■ What you need to do ■
Pick out every line below that contains the word "side" and copy each one. Match upper and lower case exactly.

■ Information provided ■

────

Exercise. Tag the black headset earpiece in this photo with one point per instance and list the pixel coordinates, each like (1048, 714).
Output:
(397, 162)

────

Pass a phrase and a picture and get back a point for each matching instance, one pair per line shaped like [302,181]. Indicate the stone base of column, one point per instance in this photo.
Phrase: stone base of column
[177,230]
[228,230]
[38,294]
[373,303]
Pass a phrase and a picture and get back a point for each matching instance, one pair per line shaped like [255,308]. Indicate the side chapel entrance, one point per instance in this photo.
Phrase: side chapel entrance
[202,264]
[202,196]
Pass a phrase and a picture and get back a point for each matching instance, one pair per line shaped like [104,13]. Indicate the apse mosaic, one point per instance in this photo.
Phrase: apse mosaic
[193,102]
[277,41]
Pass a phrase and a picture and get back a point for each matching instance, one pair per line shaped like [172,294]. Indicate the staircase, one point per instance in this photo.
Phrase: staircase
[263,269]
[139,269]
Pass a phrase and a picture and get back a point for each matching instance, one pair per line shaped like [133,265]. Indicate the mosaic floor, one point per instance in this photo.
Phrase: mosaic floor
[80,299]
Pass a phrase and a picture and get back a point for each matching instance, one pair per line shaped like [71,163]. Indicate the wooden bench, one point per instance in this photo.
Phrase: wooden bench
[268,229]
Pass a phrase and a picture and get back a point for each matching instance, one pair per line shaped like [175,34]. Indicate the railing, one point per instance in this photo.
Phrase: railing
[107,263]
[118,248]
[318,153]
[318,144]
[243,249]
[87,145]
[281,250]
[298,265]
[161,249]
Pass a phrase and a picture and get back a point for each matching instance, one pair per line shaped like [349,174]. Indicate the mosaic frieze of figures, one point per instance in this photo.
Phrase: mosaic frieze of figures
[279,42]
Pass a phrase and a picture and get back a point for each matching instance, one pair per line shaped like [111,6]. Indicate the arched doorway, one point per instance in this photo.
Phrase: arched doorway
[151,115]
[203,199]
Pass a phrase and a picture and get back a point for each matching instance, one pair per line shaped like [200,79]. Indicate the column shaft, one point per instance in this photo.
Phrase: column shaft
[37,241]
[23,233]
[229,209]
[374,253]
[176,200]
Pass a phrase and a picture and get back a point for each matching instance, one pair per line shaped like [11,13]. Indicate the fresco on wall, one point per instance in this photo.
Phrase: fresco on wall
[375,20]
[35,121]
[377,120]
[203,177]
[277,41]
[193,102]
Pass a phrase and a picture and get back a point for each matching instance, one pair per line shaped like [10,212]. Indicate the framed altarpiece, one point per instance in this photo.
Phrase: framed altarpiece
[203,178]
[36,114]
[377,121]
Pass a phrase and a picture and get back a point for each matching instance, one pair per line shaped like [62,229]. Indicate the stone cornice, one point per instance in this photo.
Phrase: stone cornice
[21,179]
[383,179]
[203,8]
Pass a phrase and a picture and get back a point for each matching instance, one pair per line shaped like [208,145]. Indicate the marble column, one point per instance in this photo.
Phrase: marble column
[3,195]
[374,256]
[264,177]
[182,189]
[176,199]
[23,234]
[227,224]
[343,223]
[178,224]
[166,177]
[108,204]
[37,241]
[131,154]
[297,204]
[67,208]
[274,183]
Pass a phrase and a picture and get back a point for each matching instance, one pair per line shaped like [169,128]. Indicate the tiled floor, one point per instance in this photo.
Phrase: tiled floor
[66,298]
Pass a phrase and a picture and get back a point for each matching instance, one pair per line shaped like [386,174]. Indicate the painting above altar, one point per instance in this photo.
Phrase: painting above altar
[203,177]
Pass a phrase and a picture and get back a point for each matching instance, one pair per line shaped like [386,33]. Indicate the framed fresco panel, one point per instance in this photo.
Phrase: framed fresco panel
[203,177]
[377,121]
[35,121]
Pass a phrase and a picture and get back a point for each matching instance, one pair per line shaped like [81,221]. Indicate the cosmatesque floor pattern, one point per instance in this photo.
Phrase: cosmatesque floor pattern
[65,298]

────

■ Worked solution ■
Pass a phrase and a picture and get back a point for each matching instance, one pair per line shaped like [255,308]. Indicate the side chapel entrance, one point per instance in this photo.
Phrase: side chapel entrance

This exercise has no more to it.